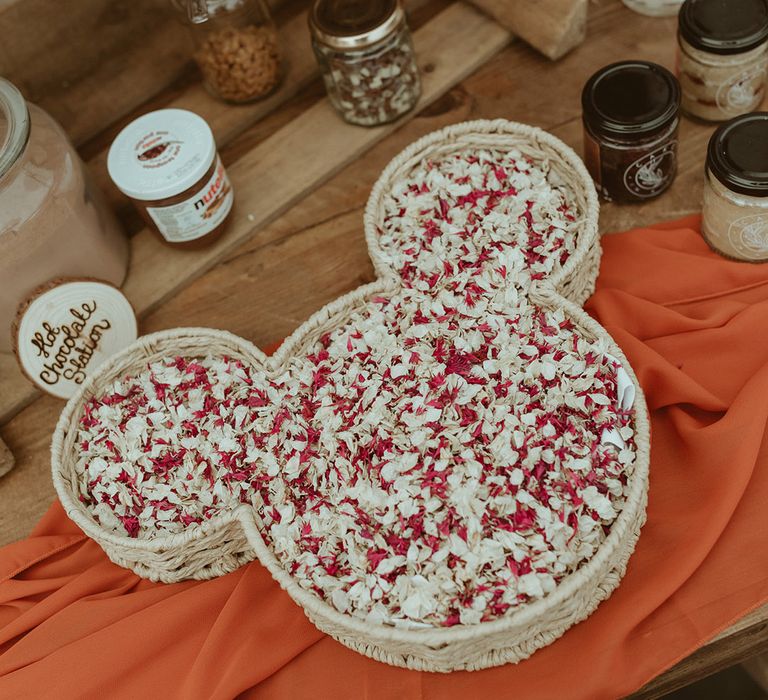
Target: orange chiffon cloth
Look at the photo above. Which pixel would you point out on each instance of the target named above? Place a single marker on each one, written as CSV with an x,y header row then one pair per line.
x,y
695,328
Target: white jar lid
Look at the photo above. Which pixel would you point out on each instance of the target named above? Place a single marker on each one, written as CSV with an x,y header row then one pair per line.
x,y
161,154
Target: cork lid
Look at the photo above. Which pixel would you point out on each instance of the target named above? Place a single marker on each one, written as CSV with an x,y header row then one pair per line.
x,y
161,154
67,328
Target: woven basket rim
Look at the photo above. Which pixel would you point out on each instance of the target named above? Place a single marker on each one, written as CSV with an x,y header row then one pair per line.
x,y
582,183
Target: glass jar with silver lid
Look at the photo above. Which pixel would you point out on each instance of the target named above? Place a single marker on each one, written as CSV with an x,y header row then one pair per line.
x,y
366,57
735,216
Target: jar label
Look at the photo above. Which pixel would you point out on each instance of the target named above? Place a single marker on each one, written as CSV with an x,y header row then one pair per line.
x,y
64,332
652,173
740,93
199,214
749,236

Directions:
Convert the material above into a two-column CSV with the headers text and answer. Give each answer its own row beside the text it responds to, with every field in quotation marks and every line break replaced by a space, and leave the pictures out.

Response to the exercise:
text,answer
"Target: orange chiffon cloth Look at the photo above. Which pixel would you point out on each instance of the target named above? Place a single marker on each one, written as CSV with an x,y header row then one pair per line.","x,y 695,328"
"Target: white jar lid Look at the photo above. Which pixel would you point out on each instance of the target named above? Place a single marker on each one, written as CSV with an x,y header row then one pair per line.","x,y 161,154"
"Target: cork lid Look at the photo above. Which pixel would you point out on each instance of the target named above? Place a single marker on each one, written as CSV with an x,y header row then one pair per line.","x,y 161,154 67,328"
"Target: woven basket rim Look at the photo above. Which pixel would you point out on each instance of the target named above? Place a single marker on each one, written as CSV with an x,y header row then one pair per line.","x,y 582,183"
"Target: glass jar with silver lid Look at the photo above. Which pixel would you point out on each instance of the target named above? Place a single marker on each one, written as CSV with an x,y header row then one pair per line.","x,y 366,57 735,216"
"Target: jar label Look at the photo above. Which pixel would you point out on each instance of the target named above? Place a single marker on each one, written as CSV with an x,y header row then one pair per line.","x,y 64,332 652,173 740,93 199,214 749,236"